Coordinate labeling data

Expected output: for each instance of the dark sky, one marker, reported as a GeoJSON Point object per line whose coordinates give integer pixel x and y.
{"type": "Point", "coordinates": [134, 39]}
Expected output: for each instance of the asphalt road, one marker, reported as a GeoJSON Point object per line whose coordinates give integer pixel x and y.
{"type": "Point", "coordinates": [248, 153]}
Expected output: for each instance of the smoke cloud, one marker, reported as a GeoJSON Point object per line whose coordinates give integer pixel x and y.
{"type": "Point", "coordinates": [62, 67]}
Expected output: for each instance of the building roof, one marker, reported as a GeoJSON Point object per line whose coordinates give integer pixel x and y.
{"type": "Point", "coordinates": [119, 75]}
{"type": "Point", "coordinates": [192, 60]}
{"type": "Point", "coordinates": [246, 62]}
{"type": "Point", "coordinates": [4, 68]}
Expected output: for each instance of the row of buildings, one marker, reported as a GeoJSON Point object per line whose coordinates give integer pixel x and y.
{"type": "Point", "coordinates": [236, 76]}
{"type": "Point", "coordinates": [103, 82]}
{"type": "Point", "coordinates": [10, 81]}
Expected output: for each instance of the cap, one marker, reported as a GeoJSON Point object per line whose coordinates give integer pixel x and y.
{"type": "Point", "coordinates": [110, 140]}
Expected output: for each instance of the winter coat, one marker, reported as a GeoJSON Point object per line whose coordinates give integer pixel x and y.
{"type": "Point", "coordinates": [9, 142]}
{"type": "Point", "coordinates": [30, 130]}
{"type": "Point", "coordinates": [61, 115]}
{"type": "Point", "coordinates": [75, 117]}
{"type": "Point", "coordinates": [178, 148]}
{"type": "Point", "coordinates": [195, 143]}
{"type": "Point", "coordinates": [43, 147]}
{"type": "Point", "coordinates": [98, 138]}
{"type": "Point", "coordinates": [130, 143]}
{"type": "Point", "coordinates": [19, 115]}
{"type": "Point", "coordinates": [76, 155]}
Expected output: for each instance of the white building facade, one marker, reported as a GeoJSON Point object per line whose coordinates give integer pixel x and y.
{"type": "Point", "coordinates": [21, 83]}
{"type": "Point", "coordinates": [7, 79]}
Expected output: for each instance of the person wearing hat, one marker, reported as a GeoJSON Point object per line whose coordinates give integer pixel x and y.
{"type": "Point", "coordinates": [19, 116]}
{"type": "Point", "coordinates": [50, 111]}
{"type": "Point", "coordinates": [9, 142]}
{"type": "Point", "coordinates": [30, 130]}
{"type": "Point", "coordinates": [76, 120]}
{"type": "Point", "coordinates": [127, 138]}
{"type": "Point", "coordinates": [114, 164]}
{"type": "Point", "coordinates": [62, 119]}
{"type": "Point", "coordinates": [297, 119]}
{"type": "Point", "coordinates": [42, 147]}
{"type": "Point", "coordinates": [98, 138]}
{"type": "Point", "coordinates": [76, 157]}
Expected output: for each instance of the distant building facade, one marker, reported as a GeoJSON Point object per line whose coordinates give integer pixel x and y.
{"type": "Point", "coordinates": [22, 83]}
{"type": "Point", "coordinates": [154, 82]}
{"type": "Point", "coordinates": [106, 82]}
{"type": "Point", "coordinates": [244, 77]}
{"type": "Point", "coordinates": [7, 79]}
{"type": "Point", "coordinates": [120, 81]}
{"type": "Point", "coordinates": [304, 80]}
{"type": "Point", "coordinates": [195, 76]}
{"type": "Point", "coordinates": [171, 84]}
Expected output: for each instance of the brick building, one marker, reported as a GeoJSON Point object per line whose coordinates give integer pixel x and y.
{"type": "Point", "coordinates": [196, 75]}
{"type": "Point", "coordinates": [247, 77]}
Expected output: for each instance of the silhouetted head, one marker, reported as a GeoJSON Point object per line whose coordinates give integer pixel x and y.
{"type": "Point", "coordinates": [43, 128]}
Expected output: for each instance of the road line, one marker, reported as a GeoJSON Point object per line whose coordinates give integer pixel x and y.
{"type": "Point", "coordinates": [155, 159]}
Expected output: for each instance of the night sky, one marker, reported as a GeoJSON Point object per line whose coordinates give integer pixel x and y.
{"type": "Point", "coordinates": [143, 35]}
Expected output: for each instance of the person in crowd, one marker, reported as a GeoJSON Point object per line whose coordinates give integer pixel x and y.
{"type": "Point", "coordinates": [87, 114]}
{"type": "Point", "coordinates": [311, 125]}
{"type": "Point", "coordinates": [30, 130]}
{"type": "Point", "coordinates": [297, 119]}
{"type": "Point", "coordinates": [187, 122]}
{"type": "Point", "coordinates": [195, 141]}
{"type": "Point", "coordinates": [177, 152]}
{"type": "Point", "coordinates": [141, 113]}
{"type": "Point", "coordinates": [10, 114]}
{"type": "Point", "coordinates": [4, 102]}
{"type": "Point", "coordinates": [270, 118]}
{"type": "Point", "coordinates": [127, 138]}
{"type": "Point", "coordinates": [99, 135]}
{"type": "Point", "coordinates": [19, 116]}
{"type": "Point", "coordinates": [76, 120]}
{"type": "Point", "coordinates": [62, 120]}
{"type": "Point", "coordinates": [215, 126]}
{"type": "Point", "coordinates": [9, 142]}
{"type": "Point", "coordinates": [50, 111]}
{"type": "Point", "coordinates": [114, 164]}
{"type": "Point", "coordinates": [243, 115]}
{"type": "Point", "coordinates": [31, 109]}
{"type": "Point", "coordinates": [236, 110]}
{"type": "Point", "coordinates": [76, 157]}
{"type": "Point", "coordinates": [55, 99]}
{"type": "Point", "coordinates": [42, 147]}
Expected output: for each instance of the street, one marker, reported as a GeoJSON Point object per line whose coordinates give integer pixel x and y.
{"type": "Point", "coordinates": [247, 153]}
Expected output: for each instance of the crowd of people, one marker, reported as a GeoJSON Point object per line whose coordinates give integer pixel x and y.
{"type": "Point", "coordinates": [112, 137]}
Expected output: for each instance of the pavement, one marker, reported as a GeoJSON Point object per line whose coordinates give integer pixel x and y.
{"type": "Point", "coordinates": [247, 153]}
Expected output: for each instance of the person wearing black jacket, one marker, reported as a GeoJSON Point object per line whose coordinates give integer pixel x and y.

▸ **Requirement**: Write down the full listing again, exactly.

▸ **Expected answer**:
Expected output: for each instance of the dark sky, one marker, reported as a GeoJSON Point object per line whose coordinates give integer pixel x and y.
{"type": "Point", "coordinates": [134, 39]}
Expected output: for each instance of the asphalt road, one marker, reported as a GeoJSON Point object per line whose coordinates give integer pixel x and y.
{"type": "Point", "coordinates": [248, 153]}
Expected output: for each instance of the smoke cloud, one marker, reported as a GeoJSON Point object per line whose coordinates give integer pixel x and y.
{"type": "Point", "coordinates": [62, 67]}
Expected output: for each instance of the building roof, one marker, reported as a GeoJSON Point object per line whose coordinates give integer pixel x and y.
{"type": "Point", "coordinates": [119, 75]}
{"type": "Point", "coordinates": [192, 60]}
{"type": "Point", "coordinates": [246, 62]}
{"type": "Point", "coordinates": [4, 68]}
Expected output: for each instance of the row of buildings, one marker, reported as a GeoJSON Point object per line whose coordinates give integer pixel x and y.
{"type": "Point", "coordinates": [236, 76]}
{"type": "Point", "coordinates": [103, 82]}
{"type": "Point", "coordinates": [10, 81]}
Expected output: for each instance of the cap, one marker, reported as a GeoJSON Point object per line whose coordinates give integer pixel x and y.
{"type": "Point", "coordinates": [110, 140]}
Expected output: for each instance of the winter coat, one marker, reported as a GeoJSON Point object per line whose coordinates give integer pixel x and y.
{"type": "Point", "coordinates": [9, 142]}
{"type": "Point", "coordinates": [30, 130]}
{"type": "Point", "coordinates": [61, 115]}
{"type": "Point", "coordinates": [75, 117]}
{"type": "Point", "coordinates": [178, 148]}
{"type": "Point", "coordinates": [195, 143]}
{"type": "Point", "coordinates": [43, 147]}
{"type": "Point", "coordinates": [98, 138]}
{"type": "Point", "coordinates": [130, 143]}
{"type": "Point", "coordinates": [19, 115]}
{"type": "Point", "coordinates": [76, 155]}
Expected output: for each instance of the white building facade, one marker, reported as a GeoJSON Point object per line whose coordinates give integer pixel x and y.
{"type": "Point", "coordinates": [21, 83]}
{"type": "Point", "coordinates": [7, 79]}
Expected output: for each instance of the person wearing hat, one marker, reported as a GeoJSON Point object per line whose coordinates give integer pixel x and y.
{"type": "Point", "coordinates": [19, 116]}
{"type": "Point", "coordinates": [50, 111]}
{"type": "Point", "coordinates": [9, 142]}
{"type": "Point", "coordinates": [30, 130]}
{"type": "Point", "coordinates": [76, 120]}
{"type": "Point", "coordinates": [127, 138]}
{"type": "Point", "coordinates": [114, 164]}
{"type": "Point", "coordinates": [62, 119]}
{"type": "Point", "coordinates": [297, 119]}
{"type": "Point", "coordinates": [42, 147]}
{"type": "Point", "coordinates": [98, 138]}
{"type": "Point", "coordinates": [76, 157]}
Expected output: for each instance of the distant building facade, one marker, reported as a GeoJSON Point object per line whose coordinates give integer pixel x and y.
{"type": "Point", "coordinates": [22, 83]}
{"type": "Point", "coordinates": [154, 82]}
{"type": "Point", "coordinates": [106, 82]}
{"type": "Point", "coordinates": [244, 77]}
{"type": "Point", "coordinates": [7, 79]}
{"type": "Point", "coordinates": [120, 81]}
{"type": "Point", "coordinates": [304, 80]}
{"type": "Point", "coordinates": [195, 76]}
{"type": "Point", "coordinates": [171, 84]}
Expected output: for each instance of the brick building, one marker, reported as a GeoJSON Point object per line whose coordinates give integer pixel x and y.
{"type": "Point", "coordinates": [196, 75]}
{"type": "Point", "coordinates": [247, 77]}
Expected output: for each instance of the silhouetted head, one marker, reported as a GeoJSON Point object per line whose coordinates give integer pixel x and y.
{"type": "Point", "coordinates": [43, 128]}
Expected output: for each instance of the road line, one marker, reported as a GeoJSON Point object per line whose coordinates give integer pixel x and y.
{"type": "Point", "coordinates": [155, 159]}
Expected output: for each instance of the night sky, one marker, reported as a GeoJSON Point object per line whose coordinates give integer pixel x and y.
{"type": "Point", "coordinates": [143, 35]}
Expected output: for each instance of the person in crowd, one marker, reported as a GeoJSON Point object per line whose coordinates give integer pixel x and y.
{"type": "Point", "coordinates": [87, 114]}
{"type": "Point", "coordinates": [311, 125]}
{"type": "Point", "coordinates": [30, 130]}
{"type": "Point", "coordinates": [297, 119]}
{"type": "Point", "coordinates": [187, 122]}
{"type": "Point", "coordinates": [195, 141]}
{"type": "Point", "coordinates": [177, 152]}
{"type": "Point", "coordinates": [141, 113]}
{"type": "Point", "coordinates": [10, 114]}
{"type": "Point", "coordinates": [4, 102]}
{"type": "Point", "coordinates": [270, 118]}
{"type": "Point", "coordinates": [127, 138]}
{"type": "Point", "coordinates": [99, 135]}
{"type": "Point", "coordinates": [19, 116]}
{"type": "Point", "coordinates": [76, 120]}
{"type": "Point", "coordinates": [62, 120]}
{"type": "Point", "coordinates": [215, 126]}
{"type": "Point", "coordinates": [9, 142]}
{"type": "Point", "coordinates": [50, 111]}
{"type": "Point", "coordinates": [114, 164]}
{"type": "Point", "coordinates": [243, 115]}
{"type": "Point", "coordinates": [31, 109]}
{"type": "Point", "coordinates": [236, 110]}
{"type": "Point", "coordinates": [76, 157]}
{"type": "Point", "coordinates": [55, 99]}
{"type": "Point", "coordinates": [42, 147]}
Expected output: for each instance of the street, one marker, reported as a GeoJSON Point object per line whose coordinates give integer pixel x and y.
{"type": "Point", "coordinates": [247, 153]}
Expected output: for each instance of the crowd of people, one marker, reported as a GeoJSON Point object per line whose coordinates give integer pixel x and y.
{"type": "Point", "coordinates": [112, 137]}
Expected output: for each instance of the pavement, one marker, reported as a GeoJSON Point object per line whose coordinates give integer pixel x and y.
{"type": "Point", "coordinates": [247, 153]}
Expected output: for each instance of the person wearing black jacket, one marker, reported as a GeoJSON Point object per line whose coordinates give integer pixel x and y.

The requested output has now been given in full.